• **EXERCISE DETAILS**: Rewrite the items below with every "arched church window" replaced by "gothic window" and nothing else altered. Omit the pictures from your version.

── DATASET ROWS ──

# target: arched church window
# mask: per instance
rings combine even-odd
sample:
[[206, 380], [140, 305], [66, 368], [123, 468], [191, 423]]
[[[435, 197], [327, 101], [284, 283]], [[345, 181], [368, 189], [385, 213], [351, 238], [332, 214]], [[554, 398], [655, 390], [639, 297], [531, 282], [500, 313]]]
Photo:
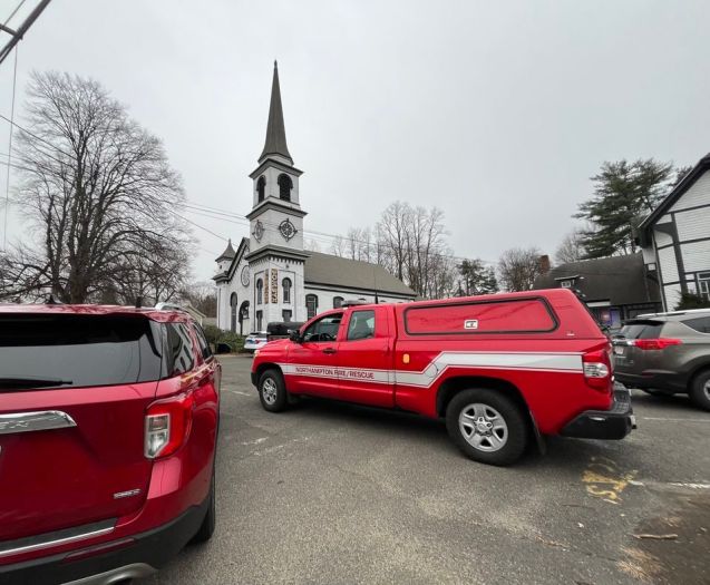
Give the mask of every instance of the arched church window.
[[266, 189], [266, 179], [264, 175], [256, 181], [256, 193], [259, 193], [259, 203], [264, 201], [264, 191]]
[[291, 201], [291, 189], [293, 188], [293, 181], [285, 174], [279, 175], [279, 197], [283, 201]]
[[309, 319], [315, 316], [318, 313], [318, 295], [315, 294], [307, 294], [305, 295], [305, 312]]
[[230, 331], [232, 333], [236, 332], [236, 293], [232, 293], [230, 296], [230, 309], [231, 309], [231, 319], [230, 319]]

───

• **ANSWER TO THE TASK**:
# target: gothic window
# mask: per instance
rings combine even-odd
sample:
[[206, 380], [140, 305], [66, 368], [123, 468], [191, 423]]
[[[435, 197], [327, 101], [284, 283]], [[345, 181], [368, 189], [385, 213], [351, 238], [332, 214]], [[554, 398], [655, 390], [639, 297], [531, 282], [500, 313]]]
Photo:
Give the mask of every instance of the gothic window.
[[266, 189], [266, 179], [264, 175], [256, 181], [256, 193], [259, 193], [259, 203], [264, 201], [264, 191]]
[[291, 201], [291, 189], [293, 188], [293, 181], [285, 174], [279, 175], [279, 197], [283, 201]]
[[309, 319], [315, 316], [318, 313], [318, 295], [315, 294], [307, 294], [305, 295], [305, 312]]
[[230, 331], [232, 333], [236, 332], [236, 293], [232, 293], [230, 296], [230, 309], [231, 309], [231, 319], [230, 319]]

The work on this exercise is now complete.